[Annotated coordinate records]
================

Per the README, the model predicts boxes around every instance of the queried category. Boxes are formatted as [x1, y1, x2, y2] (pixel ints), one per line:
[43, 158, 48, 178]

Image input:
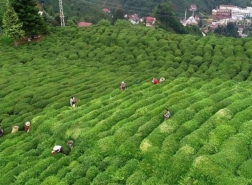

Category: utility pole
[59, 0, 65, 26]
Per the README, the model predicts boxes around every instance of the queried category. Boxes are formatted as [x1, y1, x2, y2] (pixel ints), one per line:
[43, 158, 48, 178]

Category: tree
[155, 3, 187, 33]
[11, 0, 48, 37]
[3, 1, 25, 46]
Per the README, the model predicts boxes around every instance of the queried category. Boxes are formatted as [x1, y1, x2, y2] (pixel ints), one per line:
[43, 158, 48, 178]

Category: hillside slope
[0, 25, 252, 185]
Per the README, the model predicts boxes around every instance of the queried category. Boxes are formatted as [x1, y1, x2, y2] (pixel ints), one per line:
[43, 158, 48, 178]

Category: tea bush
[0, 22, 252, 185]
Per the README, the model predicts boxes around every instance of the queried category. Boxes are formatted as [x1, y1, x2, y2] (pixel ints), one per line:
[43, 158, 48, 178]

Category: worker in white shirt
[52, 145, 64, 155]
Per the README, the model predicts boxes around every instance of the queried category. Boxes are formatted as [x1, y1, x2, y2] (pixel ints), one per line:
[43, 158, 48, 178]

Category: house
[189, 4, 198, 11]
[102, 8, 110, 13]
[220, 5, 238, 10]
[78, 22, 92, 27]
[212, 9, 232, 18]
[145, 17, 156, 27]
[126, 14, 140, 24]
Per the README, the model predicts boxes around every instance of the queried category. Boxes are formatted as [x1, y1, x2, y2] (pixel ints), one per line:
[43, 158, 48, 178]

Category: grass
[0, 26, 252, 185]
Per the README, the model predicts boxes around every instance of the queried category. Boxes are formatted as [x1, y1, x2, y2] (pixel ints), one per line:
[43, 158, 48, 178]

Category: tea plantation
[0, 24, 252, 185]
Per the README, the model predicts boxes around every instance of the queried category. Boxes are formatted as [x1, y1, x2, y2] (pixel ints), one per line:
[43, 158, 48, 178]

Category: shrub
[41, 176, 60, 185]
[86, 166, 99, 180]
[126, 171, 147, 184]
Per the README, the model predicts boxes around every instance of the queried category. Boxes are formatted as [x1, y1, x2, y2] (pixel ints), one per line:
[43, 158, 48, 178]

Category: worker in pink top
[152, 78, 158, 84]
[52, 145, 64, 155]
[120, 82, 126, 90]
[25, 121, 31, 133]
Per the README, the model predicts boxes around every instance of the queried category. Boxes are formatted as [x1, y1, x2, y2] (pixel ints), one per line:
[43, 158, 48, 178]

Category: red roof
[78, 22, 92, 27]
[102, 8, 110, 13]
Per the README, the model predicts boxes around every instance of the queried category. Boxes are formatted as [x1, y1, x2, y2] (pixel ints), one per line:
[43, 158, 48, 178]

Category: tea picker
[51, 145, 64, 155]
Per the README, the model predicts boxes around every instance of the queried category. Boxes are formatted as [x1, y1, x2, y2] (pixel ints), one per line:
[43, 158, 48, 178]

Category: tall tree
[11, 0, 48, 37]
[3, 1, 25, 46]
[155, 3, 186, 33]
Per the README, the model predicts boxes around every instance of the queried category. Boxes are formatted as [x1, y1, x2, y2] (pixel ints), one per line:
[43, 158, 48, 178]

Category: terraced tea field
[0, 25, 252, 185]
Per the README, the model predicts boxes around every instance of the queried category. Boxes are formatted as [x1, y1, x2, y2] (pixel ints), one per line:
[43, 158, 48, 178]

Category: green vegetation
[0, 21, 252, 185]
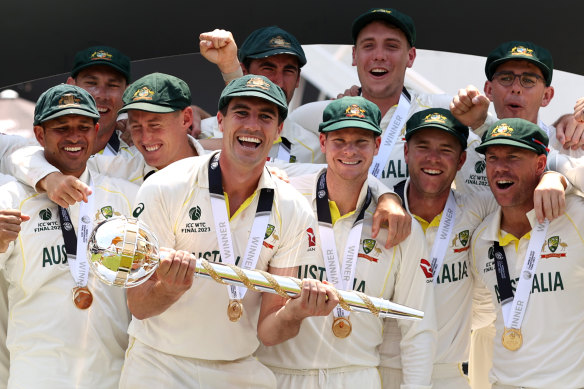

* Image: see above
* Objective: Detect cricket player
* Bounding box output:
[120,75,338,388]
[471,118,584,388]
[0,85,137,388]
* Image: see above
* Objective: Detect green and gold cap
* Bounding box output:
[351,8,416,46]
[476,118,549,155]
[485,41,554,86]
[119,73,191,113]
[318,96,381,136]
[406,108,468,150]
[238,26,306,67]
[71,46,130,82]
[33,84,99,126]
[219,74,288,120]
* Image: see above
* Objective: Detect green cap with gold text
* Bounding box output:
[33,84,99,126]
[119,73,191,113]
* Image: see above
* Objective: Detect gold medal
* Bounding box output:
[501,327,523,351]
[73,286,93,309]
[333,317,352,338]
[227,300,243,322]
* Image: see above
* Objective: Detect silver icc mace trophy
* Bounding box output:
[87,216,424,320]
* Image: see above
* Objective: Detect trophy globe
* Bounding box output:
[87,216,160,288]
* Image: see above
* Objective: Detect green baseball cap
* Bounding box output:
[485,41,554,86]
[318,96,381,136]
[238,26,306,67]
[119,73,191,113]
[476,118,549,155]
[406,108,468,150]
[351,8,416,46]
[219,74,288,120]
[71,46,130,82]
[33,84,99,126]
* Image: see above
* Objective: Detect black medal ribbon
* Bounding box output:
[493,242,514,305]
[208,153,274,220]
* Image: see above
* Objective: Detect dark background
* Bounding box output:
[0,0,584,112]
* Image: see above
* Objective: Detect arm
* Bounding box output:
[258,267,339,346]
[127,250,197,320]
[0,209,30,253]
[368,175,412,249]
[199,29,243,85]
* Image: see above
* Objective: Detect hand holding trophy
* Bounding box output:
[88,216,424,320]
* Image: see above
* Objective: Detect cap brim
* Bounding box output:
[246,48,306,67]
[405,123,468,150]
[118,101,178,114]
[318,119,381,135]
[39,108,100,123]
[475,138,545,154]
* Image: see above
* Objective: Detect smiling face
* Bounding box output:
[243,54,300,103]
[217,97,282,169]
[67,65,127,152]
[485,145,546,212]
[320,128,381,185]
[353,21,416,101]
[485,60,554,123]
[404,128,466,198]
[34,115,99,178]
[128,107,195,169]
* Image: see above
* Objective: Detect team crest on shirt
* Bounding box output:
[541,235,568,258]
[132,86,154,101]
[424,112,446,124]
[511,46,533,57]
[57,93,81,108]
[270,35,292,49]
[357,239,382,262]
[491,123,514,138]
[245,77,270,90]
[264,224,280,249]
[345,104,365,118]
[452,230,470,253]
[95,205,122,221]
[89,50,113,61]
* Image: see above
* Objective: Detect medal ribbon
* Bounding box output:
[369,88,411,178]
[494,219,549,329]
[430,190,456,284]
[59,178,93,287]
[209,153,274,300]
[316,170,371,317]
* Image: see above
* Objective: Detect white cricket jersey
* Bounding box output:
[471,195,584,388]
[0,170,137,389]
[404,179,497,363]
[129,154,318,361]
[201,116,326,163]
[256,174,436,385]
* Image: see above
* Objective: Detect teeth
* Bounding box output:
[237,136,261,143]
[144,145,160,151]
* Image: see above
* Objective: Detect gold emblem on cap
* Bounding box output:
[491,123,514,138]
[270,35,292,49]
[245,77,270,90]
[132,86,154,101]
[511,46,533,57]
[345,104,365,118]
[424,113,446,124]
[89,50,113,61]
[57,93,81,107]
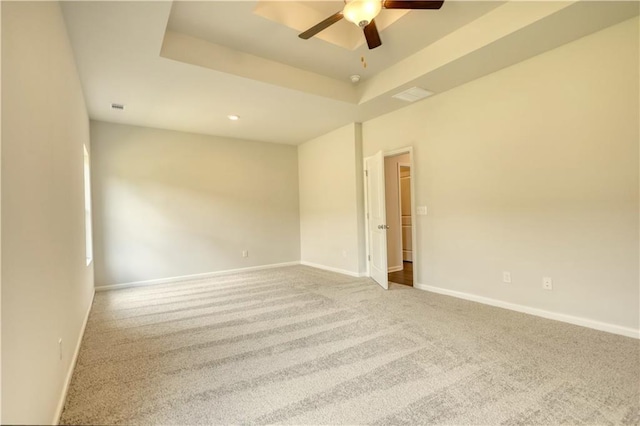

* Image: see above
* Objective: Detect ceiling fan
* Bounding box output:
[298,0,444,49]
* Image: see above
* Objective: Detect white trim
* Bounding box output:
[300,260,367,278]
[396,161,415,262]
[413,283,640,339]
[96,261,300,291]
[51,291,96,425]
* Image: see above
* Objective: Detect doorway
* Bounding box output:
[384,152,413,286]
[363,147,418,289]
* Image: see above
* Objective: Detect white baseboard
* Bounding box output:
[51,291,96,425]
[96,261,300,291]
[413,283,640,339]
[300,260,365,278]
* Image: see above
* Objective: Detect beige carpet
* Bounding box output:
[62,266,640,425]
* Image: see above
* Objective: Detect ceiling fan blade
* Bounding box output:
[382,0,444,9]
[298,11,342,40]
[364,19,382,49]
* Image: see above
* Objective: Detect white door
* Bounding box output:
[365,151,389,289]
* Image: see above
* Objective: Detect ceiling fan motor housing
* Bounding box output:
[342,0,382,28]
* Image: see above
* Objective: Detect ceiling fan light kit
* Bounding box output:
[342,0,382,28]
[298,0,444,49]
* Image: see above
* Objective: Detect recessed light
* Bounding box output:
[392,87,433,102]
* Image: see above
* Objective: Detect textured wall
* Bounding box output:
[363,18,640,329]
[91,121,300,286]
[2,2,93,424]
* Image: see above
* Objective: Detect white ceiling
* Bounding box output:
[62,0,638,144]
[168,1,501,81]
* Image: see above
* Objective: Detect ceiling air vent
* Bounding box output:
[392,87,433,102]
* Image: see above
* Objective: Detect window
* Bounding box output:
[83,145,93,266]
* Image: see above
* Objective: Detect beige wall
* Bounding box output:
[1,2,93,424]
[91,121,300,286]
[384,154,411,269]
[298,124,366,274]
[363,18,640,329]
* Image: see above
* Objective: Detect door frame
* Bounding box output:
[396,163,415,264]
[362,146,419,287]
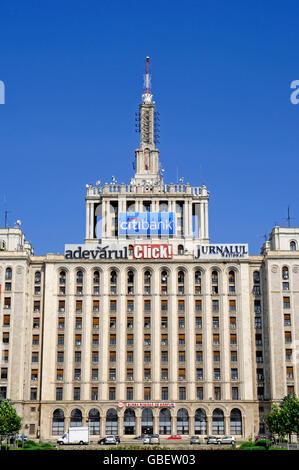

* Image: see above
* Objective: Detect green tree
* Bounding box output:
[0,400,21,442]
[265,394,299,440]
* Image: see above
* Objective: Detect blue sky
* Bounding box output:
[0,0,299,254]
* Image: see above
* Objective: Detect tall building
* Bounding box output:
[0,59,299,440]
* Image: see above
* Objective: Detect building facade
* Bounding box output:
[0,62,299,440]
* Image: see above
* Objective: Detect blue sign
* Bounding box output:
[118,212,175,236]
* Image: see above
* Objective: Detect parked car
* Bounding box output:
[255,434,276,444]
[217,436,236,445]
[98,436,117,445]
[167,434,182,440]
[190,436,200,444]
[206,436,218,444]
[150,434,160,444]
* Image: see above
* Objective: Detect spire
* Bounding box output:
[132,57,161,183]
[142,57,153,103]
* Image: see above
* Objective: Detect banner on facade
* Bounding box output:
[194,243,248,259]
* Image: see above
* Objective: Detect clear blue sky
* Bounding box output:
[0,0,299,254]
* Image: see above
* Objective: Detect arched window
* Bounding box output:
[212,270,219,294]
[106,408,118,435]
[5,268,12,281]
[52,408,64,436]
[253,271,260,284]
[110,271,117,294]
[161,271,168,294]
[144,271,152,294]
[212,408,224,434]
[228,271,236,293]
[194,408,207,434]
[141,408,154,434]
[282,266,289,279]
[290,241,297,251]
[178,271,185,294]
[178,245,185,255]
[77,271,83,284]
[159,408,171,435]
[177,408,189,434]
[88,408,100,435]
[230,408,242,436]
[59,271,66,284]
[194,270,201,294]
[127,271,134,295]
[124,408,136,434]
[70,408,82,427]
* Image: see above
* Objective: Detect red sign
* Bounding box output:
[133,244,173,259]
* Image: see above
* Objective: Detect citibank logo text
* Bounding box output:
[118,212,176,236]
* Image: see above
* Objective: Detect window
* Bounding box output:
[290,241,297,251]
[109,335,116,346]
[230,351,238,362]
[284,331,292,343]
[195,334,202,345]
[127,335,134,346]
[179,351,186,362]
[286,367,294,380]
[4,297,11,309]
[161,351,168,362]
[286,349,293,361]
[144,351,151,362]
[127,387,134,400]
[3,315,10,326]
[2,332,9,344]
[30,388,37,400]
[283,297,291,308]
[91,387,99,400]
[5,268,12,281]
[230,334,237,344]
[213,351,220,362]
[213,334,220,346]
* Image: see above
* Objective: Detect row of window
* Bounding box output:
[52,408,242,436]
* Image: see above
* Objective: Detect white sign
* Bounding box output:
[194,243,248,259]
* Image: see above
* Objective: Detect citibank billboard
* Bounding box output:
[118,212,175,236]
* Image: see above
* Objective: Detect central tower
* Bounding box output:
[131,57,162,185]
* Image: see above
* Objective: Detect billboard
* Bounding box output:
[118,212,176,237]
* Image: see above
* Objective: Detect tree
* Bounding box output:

================

Do this -> Please pick out every line in the records above that contains the word "worker" and copy each one.

Answer ->
Category: worker in white shirt
Category: worker in pink top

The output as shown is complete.